§ Task statement
Output all of the entries exactly as written.

§ Data records

________

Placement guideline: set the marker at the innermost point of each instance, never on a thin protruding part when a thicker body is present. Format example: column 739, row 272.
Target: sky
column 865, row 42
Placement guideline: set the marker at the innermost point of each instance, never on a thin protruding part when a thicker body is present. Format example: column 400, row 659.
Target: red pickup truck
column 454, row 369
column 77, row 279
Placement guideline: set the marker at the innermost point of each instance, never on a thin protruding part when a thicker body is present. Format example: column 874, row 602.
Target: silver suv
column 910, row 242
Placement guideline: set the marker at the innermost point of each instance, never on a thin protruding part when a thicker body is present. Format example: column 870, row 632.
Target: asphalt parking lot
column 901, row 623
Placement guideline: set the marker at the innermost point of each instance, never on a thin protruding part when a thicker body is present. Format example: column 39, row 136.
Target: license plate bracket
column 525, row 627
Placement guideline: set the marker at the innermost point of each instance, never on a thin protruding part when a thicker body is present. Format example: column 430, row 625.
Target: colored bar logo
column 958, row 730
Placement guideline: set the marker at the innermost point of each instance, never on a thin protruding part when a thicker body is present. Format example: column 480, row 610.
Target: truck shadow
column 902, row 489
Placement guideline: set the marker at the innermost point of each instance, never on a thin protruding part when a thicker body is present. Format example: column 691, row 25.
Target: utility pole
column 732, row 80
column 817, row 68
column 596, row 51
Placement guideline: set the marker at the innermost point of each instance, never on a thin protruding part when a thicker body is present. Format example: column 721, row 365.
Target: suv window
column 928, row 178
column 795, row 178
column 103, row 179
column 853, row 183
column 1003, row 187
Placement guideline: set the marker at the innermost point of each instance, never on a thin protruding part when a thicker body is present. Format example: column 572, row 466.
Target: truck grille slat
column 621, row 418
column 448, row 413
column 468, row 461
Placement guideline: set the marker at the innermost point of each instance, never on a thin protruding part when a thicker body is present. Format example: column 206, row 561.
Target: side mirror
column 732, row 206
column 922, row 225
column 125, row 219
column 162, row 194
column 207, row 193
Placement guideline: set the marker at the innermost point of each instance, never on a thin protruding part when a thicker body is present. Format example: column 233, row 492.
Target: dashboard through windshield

________

§ Expected answer
Placement guideline: set the marker at the innermost point of each instance, never on a thin protruding part when a thicker body is present. Format example: column 739, row 272.
Target: sky
column 865, row 42
Placement guideline: set the marker at the innermost point of each instance, never on a thin protruding part when a thicker body is present. Format example: column 400, row 659.
Target: red pickup truck
column 454, row 369
column 77, row 279
Placement guideline: set the marker at the innermost point of each instance, never on a thin protruding part when a thicker body is present. Format example: column 874, row 602.
Target: silver suv
column 910, row 242
Placement guideline: set the marker at the innermost point of each instance, never on a thin protruding part when a thicker body is present. Format example: column 870, row 632.
Target: asphalt parking lot
column 901, row 623
Placement guideline: set the marker at the innermost point of each instance, never on a thin protruding part when a thicker body is present. Format example: column 39, row 136.
Target: license plate bracket
column 525, row 627
Placement guideline: set the marker at the innermost point of each instance, never on a thin protruding part when a thicker body is present. Format example: column 430, row 625.
Target: colored bar logo
column 958, row 730
Placement guideline: set the marker at the innermost point of each instance, never on a thin protruding part when a thicker body is present. Format example: column 480, row 610.
Target: truck shadow
column 902, row 489
Placement guideline: set the marker at the innermost point of each instance, never on a thin protruding part when a thicker body is present. Format example: column 691, row 25.
Target: utility pole
column 732, row 80
column 817, row 68
column 596, row 51
Placement guideline: set the marker at the innermost point of each instance, never on a thin protruding part when a thicker body is present. Format example: column 721, row 365.
Target: suv window
column 928, row 178
column 795, row 178
column 103, row 179
column 853, row 183
column 1003, row 187
Placement guideline: set the marker at the innermost point of each instance, never on a thin protruding part when a thicker body is present. Format example: column 572, row 466.
Target: truck grille slat
column 621, row 418
column 448, row 413
column 468, row 461
Placement guideline: set the marker at the innermost point of each instance, never on a thin protruding part when a thicker body is present. Format example: column 206, row 561.
Target: side mirror
column 732, row 206
column 922, row 225
column 125, row 219
column 162, row 194
column 207, row 193
Placement guideline: set the marker at the innermost point of each instance, never on a thin protruding part when a thicker body is present. Format example: column 233, row 492.
Target: dashboard through windshield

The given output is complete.